--- Selection ---

Date: 2020-12-17 07:44 pm (UTC)
From: [identity profile] byeolbyeol.livejournal.com
three years and, really, it hasn't gotten any easier. i remember in the few months following his passing, i would cry about it multiple times a week. eventually, that turned into once a week and then maybe once a month. now? it's only really when i really take the time to think about everything or when something randomly strikes a nerve for me. (for example: i see an old sweet moment with him and taemin and it does me in.) i remember there was a brief point after i stopped crying about it on rotation that i thought things were getting easier but ..., yeah. no. now when i do cry about it, it's usually a big breakdown and that's always more emotionally taxing than if i single tear or cry for a minute or two.

--- Supplied data ---

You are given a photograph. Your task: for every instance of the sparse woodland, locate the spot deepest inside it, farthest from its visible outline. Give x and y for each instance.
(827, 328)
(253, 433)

---

[Directives]
1. In the comment about grief, how often did the writer cry during the first few months after his passing?
2. Continue the comment about grief from the end of its last sentence, keeping the writer's lowercase style.

[Exercise responses]
1. Multiple times a week.

2.
anyway. lol

i feel like i've said almost everything that i can about my love for both shinee and jonghyun on here over the years, but it doesn't hurt to paraphrase it again. i became a shawol in the summer of 2011. jonghyun was the first member that caught my eye, but within a few weeks, he was my bias in the group and, within a year, he was my top bias across the ... wide array of groups that i followed. this didn't change as the years went by and, after i opened fyjjong and he debuted as a soloist, i became even more invested in him as a fan. it goes without saying that he was an incredibly talented musician, artist, etc. it's also a given that he was a very special person; one of a kind not only for an idol, but just for ... a person in general. he was the first celebrity that i really ever allowed myself to become a hardcore fan of and i'm pretty sure that he'll be the only one that i ever get to that point with, as silly as it probably sounds to say.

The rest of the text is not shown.